- Work required: Copy the lines below word for word, from the line with "Query: stone base of stupa" to the line with "[[[273,227],[273,202],[250,208],[250,228]]]", both ends included.

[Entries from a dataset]
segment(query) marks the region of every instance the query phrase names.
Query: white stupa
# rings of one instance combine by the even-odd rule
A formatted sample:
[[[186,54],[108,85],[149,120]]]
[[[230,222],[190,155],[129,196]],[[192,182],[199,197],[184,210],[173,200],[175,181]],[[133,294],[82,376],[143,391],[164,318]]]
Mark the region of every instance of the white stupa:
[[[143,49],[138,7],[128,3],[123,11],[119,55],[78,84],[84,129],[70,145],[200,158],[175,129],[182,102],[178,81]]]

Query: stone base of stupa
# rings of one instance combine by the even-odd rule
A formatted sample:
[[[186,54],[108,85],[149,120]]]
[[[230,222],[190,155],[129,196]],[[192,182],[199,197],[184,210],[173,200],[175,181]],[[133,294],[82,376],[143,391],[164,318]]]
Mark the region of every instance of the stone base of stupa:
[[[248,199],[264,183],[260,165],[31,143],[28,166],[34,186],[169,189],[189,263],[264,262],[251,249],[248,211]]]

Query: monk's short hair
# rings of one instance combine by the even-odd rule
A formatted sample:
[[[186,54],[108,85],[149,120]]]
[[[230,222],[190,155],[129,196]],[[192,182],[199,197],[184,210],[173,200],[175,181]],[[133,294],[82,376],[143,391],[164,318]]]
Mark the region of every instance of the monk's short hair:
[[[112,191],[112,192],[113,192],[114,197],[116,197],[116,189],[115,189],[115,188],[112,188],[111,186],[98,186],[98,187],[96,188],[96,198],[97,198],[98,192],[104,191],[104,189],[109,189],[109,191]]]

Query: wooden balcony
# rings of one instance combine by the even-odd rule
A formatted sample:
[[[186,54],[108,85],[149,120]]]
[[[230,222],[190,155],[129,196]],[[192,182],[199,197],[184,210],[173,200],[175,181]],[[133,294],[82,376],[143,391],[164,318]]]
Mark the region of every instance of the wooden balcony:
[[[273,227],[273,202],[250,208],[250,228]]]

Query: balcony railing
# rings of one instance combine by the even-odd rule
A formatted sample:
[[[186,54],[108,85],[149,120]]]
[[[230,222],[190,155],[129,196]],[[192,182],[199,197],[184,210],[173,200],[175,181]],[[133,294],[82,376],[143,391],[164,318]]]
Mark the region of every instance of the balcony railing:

- The result:
Query: stone base of stupa
# rings of one instance combine by the even-odd rule
A formatted sample:
[[[186,54],[108,85],[149,120]]]
[[[230,222],[190,155],[129,196]],[[192,182],[199,197],[184,210],[173,200],[175,181]],[[133,294],[82,376],[143,391],[164,318]]]
Mark the region of every instance of the stone base of stupa:
[[[248,199],[264,183],[260,165],[31,143],[28,166],[34,186],[169,189],[189,263],[264,262],[251,249],[248,211]]]

Query: monk's short hair
# rings of one instance combine by the even-odd rule
A formatted sample:
[[[186,54],[108,85],[149,120]]]
[[[230,222],[190,155],[129,196]],[[192,182],[199,197],[184,210],[173,200],[175,181]],[[133,294],[82,376],[143,391],[164,318]]]
Mark the region of every instance of the monk's short hair:
[[[112,191],[112,192],[113,192],[114,197],[116,197],[116,189],[115,189],[115,188],[112,188],[111,186],[98,186],[98,187],[96,188],[96,198],[97,198],[98,192],[104,191],[104,189],[109,189],[109,191]]]

Query: wooden balcony
# rings of one instance combine by the even-odd rule
A formatted sample:
[[[186,54],[108,85],[149,120]]]
[[[230,222],[190,155],[129,196]],[[192,182],[199,197],[184,210],[173,200],[175,181]],[[133,294],[82,376],[143,391],[164,318]]]
Mark the region of every instance of the wooden balcony:
[[[273,227],[273,202],[250,208],[250,228]]]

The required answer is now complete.